[Directive]: Reproduce every line of the data below character for character.

[Information supplied]:

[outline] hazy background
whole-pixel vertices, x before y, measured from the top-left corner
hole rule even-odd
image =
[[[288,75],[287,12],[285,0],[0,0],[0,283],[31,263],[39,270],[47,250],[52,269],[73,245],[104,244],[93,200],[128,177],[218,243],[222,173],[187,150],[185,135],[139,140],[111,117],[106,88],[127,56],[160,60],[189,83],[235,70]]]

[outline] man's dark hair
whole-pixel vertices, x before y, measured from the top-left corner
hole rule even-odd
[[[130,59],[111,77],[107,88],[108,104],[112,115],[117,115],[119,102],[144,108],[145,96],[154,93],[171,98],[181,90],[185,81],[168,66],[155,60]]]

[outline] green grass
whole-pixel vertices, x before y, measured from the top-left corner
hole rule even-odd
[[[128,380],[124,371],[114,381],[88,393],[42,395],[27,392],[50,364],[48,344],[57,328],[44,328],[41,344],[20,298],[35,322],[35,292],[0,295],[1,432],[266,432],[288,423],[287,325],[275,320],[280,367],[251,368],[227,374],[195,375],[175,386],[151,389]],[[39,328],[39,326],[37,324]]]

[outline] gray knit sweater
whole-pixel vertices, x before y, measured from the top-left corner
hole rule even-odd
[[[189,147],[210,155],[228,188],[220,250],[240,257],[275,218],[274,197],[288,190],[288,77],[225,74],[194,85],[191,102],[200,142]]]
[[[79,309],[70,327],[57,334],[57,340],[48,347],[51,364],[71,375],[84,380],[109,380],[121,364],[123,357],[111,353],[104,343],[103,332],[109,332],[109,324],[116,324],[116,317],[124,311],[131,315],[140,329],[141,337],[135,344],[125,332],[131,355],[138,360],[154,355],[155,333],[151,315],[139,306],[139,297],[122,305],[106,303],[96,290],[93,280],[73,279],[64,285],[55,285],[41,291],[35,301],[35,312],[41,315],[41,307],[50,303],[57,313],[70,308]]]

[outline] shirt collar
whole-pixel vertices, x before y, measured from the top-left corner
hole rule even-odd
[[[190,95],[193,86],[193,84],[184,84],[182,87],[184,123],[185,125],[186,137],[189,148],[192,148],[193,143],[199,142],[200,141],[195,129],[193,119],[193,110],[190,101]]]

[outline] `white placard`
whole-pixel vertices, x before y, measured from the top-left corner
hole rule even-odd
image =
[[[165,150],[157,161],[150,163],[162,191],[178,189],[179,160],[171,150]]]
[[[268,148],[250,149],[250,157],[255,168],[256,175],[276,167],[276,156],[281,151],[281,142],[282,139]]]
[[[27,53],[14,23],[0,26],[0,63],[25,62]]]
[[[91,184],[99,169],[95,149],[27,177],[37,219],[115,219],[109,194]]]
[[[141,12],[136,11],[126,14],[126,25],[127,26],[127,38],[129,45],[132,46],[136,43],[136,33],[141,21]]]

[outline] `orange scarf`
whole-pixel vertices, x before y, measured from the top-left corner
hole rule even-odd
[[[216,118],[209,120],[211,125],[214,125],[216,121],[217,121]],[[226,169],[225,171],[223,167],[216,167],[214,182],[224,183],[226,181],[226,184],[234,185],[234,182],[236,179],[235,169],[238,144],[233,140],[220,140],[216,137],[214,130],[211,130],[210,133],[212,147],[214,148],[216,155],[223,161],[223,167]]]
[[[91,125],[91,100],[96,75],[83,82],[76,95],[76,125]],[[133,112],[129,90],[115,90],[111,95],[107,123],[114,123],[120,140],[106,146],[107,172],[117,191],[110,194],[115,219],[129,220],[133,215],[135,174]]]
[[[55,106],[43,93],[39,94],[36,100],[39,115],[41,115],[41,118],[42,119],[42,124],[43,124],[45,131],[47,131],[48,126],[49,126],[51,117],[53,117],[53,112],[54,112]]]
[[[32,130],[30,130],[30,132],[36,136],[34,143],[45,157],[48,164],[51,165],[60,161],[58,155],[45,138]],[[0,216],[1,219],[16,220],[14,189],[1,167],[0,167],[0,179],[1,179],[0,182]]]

[The reply]:
[outline] hazy background
whole-pixel vertices, x before y, measured from the top-left corner
hole rule even-odd
image =
[[[288,75],[287,12],[285,0],[0,0],[0,283],[31,263],[39,270],[47,250],[52,269],[73,245],[104,244],[93,200],[128,177],[218,243],[222,173],[187,150],[185,135],[139,140],[111,117],[106,88],[127,56],[160,60],[189,83],[235,70]]]

[outline] man's dark hair
whole-pixel vertices, x before y, measured from the top-left corner
hole rule even-odd
[[[130,59],[111,77],[107,88],[108,104],[112,115],[117,115],[119,102],[144,108],[145,96],[154,93],[171,98],[181,90],[185,81],[168,66],[155,60]]]

[outline] green grass
whole-pixel vertices, x before y, measured from the top-left corner
hole rule even-odd
[[[128,380],[124,371],[114,381],[88,393],[42,395],[27,392],[50,364],[48,344],[57,328],[44,328],[41,344],[20,298],[35,322],[35,292],[0,295],[1,432],[266,432],[288,423],[287,325],[275,320],[280,367],[251,368],[227,374],[195,375],[175,386],[151,389]],[[39,328],[39,326],[37,324]]]

[outline] gray knit sweater
whole-pixel vertices, x before y, measured from the top-left corner
hole rule even-odd
[[[189,147],[210,155],[228,188],[220,250],[240,257],[275,218],[274,197],[288,190],[288,77],[225,74],[194,85],[191,102],[200,142]]]
[[[79,309],[70,327],[57,334],[57,340],[48,347],[51,364],[71,375],[84,380],[109,380],[121,364],[123,357],[111,353],[104,343],[103,332],[109,332],[109,324],[116,324],[116,317],[124,311],[131,315],[140,329],[141,337],[135,344],[125,332],[131,355],[138,360],[154,355],[155,333],[151,315],[139,306],[139,297],[122,305],[106,303],[96,290],[93,280],[73,279],[64,285],[55,285],[41,291],[35,301],[35,312],[41,315],[41,307],[50,303],[57,313],[70,308]]]

[outline] shirt collar
whole-pixel vertices, x before y, measured from the top-left corner
hole rule even-odd
[[[190,95],[193,86],[193,84],[184,84],[182,87],[184,123],[185,125],[186,137],[189,148],[192,148],[193,143],[199,142],[200,141],[195,129],[193,119],[193,110],[190,101]]]

[outline] `white placard`
whole-pixel vertices, x before y, measured from the top-left corner
hole rule even-odd
image =
[[[165,150],[157,161],[150,163],[162,191],[178,189],[179,160],[171,150]]]
[[[268,148],[250,149],[250,157],[255,168],[256,175],[276,167],[276,156],[281,151],[281,142],[282,139]]]
[[[27,53],[14,23],[0,26],[0,63],[25,62]]]
[[[91,184],[99,169],[95,149],[27,177],[37,219],[115,219],[109,194]]]
[[[141,12],[136,11],[126,14],[126,25],[127,26],[127,38],[129,45],[132,46],[136,43],[136,33],[141,21]]]

[outline] `orange scarf`
whole-pixel vertices, x before y, measured from the top-left corner
hole rule even-odd
[[[216,118],[209,120],[211,125],[214,125],[216,121],[217,121]],[[226,169],[225,171],[223,167],[216,167],[214,182],[224,183],[226,181],[226,184],[234,185],[234,182],[236,179],[235,169],[238,144],[233,140],[220,140],[216,137],[214,130],[211,130],[210,133],[212,147],[214,148],[216,155],[223,161],[223,167]]]
[[[91,125],[91,100],[96,75],[83,82],[76,95],[76,125]],[[133,112],[129,90],[115,90],[111,95],[107,123],[114,123],[120,140],[106,146],[107,172],[117,191],[110,194],[115,219],[129,220],[133,215],[135,174]]]
[[[55,106],[43,93],[39,94],[36,100],[39,115],[41,115],[41,118],[42,119],[42,124],[43,124],[45,131],[47,131],[48,126],[49,126],[51,117],[53,117],[53,112],[54,112]]]
[[[32,130],[30,130],[30,132],[36,136],[34,143],[45,157],[48,164],[51,165],[60,161],[58,155],[45,138]],[[0,216],[1,219],[16,220],[14,189],[1,167],[0,167],[0,179],[1,179],[0,182]]]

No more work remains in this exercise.